WORK REQUEST:
Scan the listing below and copy every line holding "shorts".

RECORDS SUPPLIED:
——————
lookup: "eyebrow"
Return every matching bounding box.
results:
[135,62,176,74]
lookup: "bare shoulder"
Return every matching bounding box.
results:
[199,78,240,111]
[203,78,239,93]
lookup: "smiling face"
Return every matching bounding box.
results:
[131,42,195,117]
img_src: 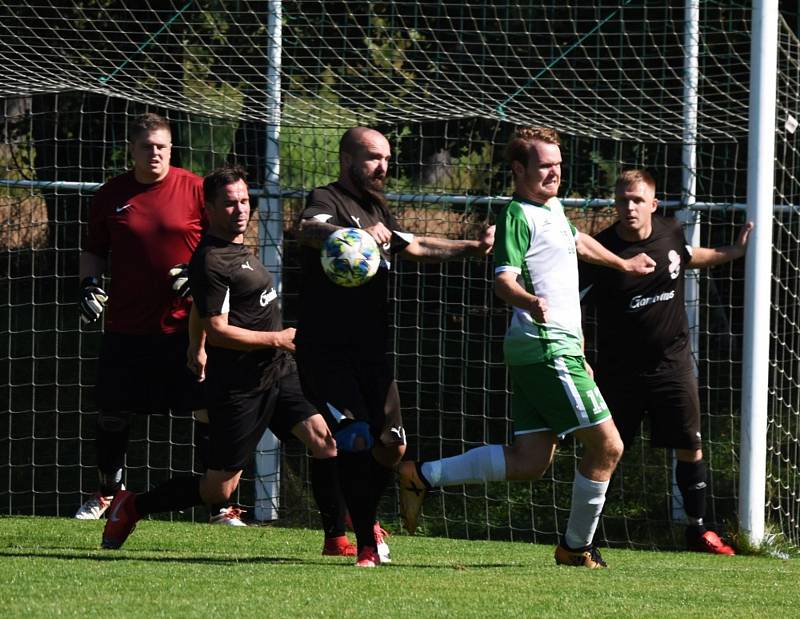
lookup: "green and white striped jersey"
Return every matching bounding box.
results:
[494,196,585,365]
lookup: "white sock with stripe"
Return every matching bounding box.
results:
[564,469,609,550]
[420,444,506,487]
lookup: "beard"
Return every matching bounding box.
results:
[349,163,387,209]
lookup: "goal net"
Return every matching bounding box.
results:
[1,1,797,550]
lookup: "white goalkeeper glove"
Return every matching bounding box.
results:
[169,263,191,298]
[79,276,108,324]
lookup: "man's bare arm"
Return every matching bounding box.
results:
[401,226,495,263]
[576,233,655,275]
[688,222,753,268]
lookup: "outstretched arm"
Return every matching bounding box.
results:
[401,225,495,263]
[576,232,655,275]
[688,221,753,268]
[295,216,396,249]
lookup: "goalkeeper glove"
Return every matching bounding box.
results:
[169,263,191,298]
[79,276,108,324]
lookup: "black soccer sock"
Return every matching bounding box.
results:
[134,476,203,518]
[193,422,229,516]
[97,468,124,497]
[367,453,393,520]
[311,456,348,539]
[96,416,130,495]
[337,450,375,551]
[676,459,707,530]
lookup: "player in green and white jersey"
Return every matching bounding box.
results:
[398,126,655,568]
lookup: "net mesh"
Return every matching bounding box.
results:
[0,0,797,550]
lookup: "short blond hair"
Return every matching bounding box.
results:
[128,113,171,143]
[615,169,656,194]
[505,126,561,168]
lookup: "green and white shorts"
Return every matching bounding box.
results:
[509,355,611,437]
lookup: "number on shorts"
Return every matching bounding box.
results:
[586,387,607,415]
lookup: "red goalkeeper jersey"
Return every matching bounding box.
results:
[86,167,205,334]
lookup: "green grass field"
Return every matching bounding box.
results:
[1,516,797,618]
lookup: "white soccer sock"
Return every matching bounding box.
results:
[564,470,609,550]
[420,444,506,487]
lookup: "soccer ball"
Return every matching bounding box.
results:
[320,227,381,287]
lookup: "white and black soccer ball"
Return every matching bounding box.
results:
[320,227,380,287]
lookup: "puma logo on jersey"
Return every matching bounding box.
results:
[241,261,254,271]
[668,250,681,279]
[116,203,132,213]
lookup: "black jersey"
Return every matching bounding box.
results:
[580,215,693,375]
[190,234,287,390]
[296,182,411,355]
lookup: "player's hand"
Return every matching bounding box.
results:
[364,222,392,246]
[624,252,656,276]
[187,342,207,382]
[272,327,297,353]
[79,277,108,324]
[530,295,549,323]
[475,224,495,256]
[736,221,754,253]
[169,263,191,298]
[584,359,595,379]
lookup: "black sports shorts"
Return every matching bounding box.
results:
——————
ANSWER TO THIS EXERCISE:
lookup: "green and white shorts"
lookup: "number on shorts"
lookup: "black sports shorts"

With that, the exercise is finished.